## What you will do
Of the records that follow, copy only the lines from the line containing "Target: calm water surface" to the line containing "Mark the submerged rock with a point.", both included, exactly as written.
-- Raw data follows --
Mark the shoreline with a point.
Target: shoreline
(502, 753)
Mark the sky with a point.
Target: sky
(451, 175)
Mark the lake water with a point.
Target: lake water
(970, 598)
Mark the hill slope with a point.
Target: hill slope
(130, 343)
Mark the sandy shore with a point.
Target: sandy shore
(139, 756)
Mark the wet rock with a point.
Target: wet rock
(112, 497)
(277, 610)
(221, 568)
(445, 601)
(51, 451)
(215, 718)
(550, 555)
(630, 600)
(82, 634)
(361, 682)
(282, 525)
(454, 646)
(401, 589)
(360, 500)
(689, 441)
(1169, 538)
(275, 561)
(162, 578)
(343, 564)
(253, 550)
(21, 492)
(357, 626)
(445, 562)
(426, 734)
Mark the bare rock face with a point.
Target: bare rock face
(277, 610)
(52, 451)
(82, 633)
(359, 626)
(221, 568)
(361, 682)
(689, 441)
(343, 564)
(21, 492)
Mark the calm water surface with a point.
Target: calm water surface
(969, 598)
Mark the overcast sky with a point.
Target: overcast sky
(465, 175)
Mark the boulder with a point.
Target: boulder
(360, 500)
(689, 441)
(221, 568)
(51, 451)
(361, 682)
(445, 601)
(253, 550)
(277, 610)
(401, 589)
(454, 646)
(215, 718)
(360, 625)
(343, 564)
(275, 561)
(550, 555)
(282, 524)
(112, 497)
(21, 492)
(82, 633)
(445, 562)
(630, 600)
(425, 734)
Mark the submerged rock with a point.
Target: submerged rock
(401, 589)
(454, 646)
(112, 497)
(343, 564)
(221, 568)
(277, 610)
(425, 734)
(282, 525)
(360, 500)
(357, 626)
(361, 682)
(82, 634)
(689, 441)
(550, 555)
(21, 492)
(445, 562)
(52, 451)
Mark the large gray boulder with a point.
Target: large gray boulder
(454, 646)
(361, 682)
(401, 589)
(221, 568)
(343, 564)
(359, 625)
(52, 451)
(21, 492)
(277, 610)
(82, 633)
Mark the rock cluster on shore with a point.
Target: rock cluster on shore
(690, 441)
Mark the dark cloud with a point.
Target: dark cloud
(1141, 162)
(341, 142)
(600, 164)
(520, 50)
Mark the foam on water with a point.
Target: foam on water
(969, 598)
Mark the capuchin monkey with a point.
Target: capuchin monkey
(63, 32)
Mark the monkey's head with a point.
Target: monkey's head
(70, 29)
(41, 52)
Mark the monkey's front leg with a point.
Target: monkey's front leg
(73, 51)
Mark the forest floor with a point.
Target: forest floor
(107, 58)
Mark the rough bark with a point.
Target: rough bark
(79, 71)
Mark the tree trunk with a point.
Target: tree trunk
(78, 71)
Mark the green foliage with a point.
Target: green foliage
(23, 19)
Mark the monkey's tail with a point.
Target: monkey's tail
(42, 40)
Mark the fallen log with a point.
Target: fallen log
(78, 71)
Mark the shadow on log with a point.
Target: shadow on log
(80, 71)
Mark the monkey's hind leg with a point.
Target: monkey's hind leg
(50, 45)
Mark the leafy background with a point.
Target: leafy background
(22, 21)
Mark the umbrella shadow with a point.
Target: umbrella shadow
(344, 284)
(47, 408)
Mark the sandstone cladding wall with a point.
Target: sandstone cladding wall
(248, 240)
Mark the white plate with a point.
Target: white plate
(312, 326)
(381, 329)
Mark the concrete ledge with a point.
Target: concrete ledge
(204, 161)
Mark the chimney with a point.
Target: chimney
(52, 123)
-- Raw data concluded --
## Response below
Target: calm water surface
(969, 598)
Mark the overcast sky with a point.
Target: overcast sky
(465, 175)
Mark the boulder with a point.
Target: boulder
(360, 500)
(689, 441)
(221, 568)
(51, 451)
(361, 682)
(445, 601)
(253, 550)
(277, 610)
(401, 589)
(454, 646)
(215, 718)
(360, 625)
(343, 564)
(275, 561)
(550, 555)
(282, 524)
(112, 497)
(21, 492)
(82, 633)
(445, 562)
(630, 600)
(425, 734)
Mark the submerged rock with a point.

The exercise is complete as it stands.